----- Text passage -----

Index patterns reference one or more indices, data streams, or index aliases.<br/>
They are mostly used in dashboards and in the _discover_ tab to filter indices to gather data from.

They require data to be indexed before creation.

<details>
  <summary>Create index patterns</summary>

1. Go to OpenSearch Dashboards.
1. In the _Management_ section of the side menu, select _Dashboards Management_.
1. Select _Index patterns_, then _Create index pattern_.
1. Define the pattern by entering a name in the Index pattern name field.<br/>
   Dashboards automatically adds a wildcard (`*`). It will make the pattern match multiple sources or indices.
1. Specify the time field to use when filtering documents on a time base.<br/>
   Unless otherwise specified in the source or index properties, `@timestamp` will pop up in the dropdown menu.

   Should one **not** want to use a time filter, select that option from the dropdown menu.<br/>
   This will make OpenSearch return **all** the data in **all** the indices that match the index pattern.

1. Select _Create index pattern_.

</details>

## Index state management plugin

Requires the cluster to use the [hot-warm architecture].

Refer [Index State Management][documentation  index state management].

## Snapshots

Backups of a cluster's indices and state.

Index snapshots include the affected indices' data.\
State snapshots includes cluster settings, node information, index metadata (mappings, settings, or templates), and
shard allocation.

Snapshots are typically used for:

- Recovering from failure.
- Migrating existing data from one cluster to another.

----- Extracted information -----

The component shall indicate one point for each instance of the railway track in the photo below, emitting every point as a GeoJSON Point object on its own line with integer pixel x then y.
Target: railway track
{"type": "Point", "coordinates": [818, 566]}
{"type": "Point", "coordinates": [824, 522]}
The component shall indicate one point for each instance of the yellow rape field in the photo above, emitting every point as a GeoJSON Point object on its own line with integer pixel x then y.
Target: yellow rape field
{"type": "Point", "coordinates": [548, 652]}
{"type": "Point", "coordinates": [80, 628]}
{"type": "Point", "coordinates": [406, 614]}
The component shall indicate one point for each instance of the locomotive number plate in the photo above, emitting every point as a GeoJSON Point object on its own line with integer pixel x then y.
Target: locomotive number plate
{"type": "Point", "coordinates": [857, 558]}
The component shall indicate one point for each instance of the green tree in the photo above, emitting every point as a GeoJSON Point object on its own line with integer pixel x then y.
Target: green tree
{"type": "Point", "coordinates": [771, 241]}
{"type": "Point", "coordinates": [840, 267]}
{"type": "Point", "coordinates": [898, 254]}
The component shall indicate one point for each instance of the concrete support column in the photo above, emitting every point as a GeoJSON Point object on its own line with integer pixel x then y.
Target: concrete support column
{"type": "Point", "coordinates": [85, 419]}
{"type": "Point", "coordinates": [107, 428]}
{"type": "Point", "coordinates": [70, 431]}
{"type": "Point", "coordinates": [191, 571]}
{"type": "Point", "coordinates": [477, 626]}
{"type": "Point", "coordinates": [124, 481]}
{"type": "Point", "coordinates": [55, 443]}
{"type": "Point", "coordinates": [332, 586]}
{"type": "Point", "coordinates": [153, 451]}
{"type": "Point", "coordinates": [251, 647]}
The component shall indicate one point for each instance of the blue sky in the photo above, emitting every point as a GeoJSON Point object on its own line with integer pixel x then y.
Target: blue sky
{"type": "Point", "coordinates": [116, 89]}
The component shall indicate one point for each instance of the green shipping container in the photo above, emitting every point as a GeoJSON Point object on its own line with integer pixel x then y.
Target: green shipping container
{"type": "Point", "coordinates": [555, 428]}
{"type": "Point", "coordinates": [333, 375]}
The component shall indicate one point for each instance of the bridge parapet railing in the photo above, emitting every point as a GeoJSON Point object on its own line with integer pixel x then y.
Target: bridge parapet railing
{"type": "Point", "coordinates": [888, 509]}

-----

### Exercise task:
Turn the paragraph in the OpenSearch notes above that starts with "Index snapshots include" into a short list that keeps its main facts.

### Exercise answer:
- Index snapshots: the data of the affected indices.
- State snapshots: cluster settings, node information, index metadata (mappings, settings, or templates), and shard allocation.